[Work to complete]:
Search the listing for the word "cake". Copy every line where it is found.

___ Provided records

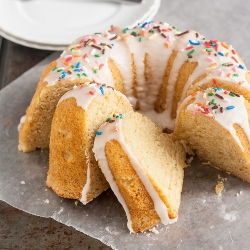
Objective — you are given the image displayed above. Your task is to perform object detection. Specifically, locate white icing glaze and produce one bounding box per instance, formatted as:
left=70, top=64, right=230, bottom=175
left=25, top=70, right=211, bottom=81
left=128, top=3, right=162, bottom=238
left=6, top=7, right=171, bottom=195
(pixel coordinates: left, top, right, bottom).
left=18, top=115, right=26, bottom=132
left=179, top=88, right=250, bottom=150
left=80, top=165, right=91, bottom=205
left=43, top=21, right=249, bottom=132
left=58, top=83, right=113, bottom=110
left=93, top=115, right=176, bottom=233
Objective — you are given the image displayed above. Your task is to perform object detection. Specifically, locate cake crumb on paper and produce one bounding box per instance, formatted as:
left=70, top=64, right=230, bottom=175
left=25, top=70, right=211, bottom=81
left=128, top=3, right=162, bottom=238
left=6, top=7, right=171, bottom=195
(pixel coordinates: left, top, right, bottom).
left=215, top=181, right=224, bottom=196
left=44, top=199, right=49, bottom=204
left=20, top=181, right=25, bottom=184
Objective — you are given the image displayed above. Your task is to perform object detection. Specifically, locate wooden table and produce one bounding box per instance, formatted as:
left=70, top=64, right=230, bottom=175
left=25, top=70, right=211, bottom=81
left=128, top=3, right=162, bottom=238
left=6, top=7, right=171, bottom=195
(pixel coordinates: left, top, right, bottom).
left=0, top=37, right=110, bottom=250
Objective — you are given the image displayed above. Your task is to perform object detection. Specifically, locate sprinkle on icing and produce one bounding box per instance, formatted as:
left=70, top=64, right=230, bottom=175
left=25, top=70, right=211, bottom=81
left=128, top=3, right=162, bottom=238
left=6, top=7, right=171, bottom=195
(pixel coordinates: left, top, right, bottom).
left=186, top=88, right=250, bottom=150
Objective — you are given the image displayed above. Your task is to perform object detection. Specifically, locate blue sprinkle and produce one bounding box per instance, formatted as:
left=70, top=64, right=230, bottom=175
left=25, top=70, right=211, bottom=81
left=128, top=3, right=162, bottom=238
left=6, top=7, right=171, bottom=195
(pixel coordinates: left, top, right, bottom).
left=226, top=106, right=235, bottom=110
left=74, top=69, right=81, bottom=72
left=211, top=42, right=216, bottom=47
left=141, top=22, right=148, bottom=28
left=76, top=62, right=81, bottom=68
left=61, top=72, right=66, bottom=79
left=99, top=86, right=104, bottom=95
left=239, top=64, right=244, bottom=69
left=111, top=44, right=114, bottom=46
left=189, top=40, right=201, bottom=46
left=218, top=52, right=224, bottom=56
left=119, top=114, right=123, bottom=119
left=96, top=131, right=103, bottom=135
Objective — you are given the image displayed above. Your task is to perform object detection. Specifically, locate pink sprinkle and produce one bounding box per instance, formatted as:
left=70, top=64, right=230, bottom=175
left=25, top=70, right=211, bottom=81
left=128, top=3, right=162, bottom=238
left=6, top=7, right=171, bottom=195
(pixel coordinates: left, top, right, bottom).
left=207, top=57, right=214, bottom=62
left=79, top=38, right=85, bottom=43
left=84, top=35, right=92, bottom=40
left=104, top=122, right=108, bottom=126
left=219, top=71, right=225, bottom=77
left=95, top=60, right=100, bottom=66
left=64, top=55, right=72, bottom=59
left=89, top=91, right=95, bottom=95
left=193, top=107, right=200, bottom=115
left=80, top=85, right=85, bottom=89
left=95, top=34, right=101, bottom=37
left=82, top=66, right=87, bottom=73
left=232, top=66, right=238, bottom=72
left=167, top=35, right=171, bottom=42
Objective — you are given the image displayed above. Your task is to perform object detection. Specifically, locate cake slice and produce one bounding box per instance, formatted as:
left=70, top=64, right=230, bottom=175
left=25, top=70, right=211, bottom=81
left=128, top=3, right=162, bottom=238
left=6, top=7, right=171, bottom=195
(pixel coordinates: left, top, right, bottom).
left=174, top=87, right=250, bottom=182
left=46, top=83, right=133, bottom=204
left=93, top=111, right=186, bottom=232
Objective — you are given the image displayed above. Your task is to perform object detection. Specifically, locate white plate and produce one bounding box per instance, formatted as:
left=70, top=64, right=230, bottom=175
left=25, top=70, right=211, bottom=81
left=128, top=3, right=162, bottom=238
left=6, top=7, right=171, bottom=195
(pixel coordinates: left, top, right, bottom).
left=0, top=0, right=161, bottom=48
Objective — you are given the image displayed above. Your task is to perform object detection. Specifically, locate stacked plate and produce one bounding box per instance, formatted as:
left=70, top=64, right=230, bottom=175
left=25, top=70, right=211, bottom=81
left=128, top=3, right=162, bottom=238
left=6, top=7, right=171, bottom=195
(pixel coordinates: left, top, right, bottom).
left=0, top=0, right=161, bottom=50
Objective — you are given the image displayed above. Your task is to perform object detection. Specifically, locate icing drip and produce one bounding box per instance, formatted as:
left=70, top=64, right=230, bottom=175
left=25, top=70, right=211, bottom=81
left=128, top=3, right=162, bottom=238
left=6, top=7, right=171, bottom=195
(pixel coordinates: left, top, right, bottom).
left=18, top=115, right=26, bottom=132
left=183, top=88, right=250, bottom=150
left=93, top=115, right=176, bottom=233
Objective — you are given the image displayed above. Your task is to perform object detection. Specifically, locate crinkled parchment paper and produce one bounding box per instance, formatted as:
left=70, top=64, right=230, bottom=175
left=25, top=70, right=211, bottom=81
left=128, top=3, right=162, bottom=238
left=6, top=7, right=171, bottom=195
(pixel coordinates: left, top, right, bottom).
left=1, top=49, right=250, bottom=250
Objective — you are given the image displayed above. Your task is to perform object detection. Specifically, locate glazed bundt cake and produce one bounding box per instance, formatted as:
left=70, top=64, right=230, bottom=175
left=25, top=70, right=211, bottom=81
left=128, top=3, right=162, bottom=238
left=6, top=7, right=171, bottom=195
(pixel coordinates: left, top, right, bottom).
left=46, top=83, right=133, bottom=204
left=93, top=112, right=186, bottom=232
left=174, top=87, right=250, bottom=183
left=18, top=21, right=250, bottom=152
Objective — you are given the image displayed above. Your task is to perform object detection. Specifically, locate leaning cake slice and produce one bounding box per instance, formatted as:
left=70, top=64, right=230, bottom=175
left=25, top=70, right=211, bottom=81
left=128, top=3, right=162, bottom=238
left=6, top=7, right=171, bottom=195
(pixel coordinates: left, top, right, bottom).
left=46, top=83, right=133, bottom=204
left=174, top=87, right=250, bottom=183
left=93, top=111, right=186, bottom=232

______

[Answer]:
Objective — you are given the image displayed above. Your task is to perform object detection. Specifically, locate cake crumb on paper and produce one bounding box per instance, formatted as:
Objective — you are given the image displayed above. Your task is to perform object detection. Specifically, locate cake slice and produce one bounding box per instance, formatted as:
Objective — you are given the image displayed above. Your task is to perform object detection. Specifically, locate glazed bundt cake and produce one bounding box per instance, formatted as:
Objective — you are given the image displayed above. Your task is to perform object detection. Specifically, locate leaning cake slice and produce one bounding box per instance, formatted as:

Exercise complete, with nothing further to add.